Entscheidung des Gerichts
Mit Urteil vom 13. November 2013 –Az. I ZR 143/12 (Pressemitteilung) entschied der Bundesgerichtshof, dass an den Urheberrechtschutz von Werken der angewandten Kunst grundsätzlich keine höheren Anforderungen zu stellen seien als an den von Werken der zweckfreien Kunst.
In seiner früheren Rechtsprechung hatte der Bundesgerichtshof die höheren Anforderungen an die Gestaltungshöhe von Werken der angewandten Kunst, die einem Geschmacksmusterschutz zugänglich sind, damit begründet, dass für solche Werke der angewandten Kunst mit dem Geschmacksmusterrecht ein dem Urheberrecht wesensgleiches Schutzrecht zur Verfügung stehe. Da sich bereits die geschmacksmusterschutzfähige Gestaltung von der nicht geschützten Durchschnittsgestaltung abheben müsse, sei für die Urheberrechtsschutzfähigkeit ein noch weiterer Abstand, das heißt ein deutliches überragen der Durchschnittsgestaltung zu fordern.
An dieser Rechtsprechung könne der BGH im Blick auf die Reform des Geschmacksmusterrechts im Jahr 2004 nicht festgehalten. Durch diese Reform sei mit dem Geschmacksmusterrecht ein eigenständiges gewerbliches Schutzrecht geschaffen und der enge Bezug zum Urheberrecht beseitigt worden. Insbesondere setze der Schutz als Geschmacksmuster, welcher neben dem Urheberrecht bestehen könne, nicht mehr eine bestimmte Gestaltungshöhe, sondern die Unterschiedlichkeit des Musters voraus.

▬▬▬▬▬▬

• GESTELLTE AUFGABE: Kannst du den Abschnitt des Textauszugs, der mit den Worten „Entscheidung des Gerichts“ beginnt und mit „der zweckfreien Kunst.“ endet, wörtlich wiedergeben? Die Zeilen danach sind vom Textauszug unabhängiges Material.

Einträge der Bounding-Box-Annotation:
▬▬▬▬▬▬

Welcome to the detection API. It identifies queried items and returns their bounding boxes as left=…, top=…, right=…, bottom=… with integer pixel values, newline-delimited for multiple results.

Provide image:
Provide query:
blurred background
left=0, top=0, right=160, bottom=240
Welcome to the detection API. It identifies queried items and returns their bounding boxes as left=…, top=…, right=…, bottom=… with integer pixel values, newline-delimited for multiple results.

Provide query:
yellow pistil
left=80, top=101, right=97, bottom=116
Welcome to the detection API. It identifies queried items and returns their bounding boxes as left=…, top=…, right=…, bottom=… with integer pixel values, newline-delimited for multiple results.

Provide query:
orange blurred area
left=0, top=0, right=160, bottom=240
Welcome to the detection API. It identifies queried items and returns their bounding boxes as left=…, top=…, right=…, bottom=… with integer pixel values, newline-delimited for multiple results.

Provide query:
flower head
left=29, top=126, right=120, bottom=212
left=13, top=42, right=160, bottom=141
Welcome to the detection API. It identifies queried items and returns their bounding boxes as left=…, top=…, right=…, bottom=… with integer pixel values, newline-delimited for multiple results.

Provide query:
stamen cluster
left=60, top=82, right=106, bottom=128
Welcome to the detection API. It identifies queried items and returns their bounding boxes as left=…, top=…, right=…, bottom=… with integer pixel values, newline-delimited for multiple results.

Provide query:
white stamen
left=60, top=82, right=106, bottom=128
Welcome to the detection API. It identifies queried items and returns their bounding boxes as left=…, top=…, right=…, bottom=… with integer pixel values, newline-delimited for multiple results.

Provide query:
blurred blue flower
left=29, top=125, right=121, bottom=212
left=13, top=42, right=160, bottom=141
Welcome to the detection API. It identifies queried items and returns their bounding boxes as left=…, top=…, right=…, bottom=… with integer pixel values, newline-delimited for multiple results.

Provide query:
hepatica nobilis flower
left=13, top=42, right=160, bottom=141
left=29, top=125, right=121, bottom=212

▬▬▬▬▬▬

• ERGEBNIS DER AUFGABE:
Entscheidung des Gerichts
Mit Urteil vom 13. November 2013 –Az. I ZR 143/12 (Pressemitteilung) entschied der Bundesgerichtshof, dass an den Urheberrechtschutz von Werken der angewandten Kunst grundsätzlich keine höheren Anforderungen zu stellen seien als an den von Werken der zweckfreien Kunst.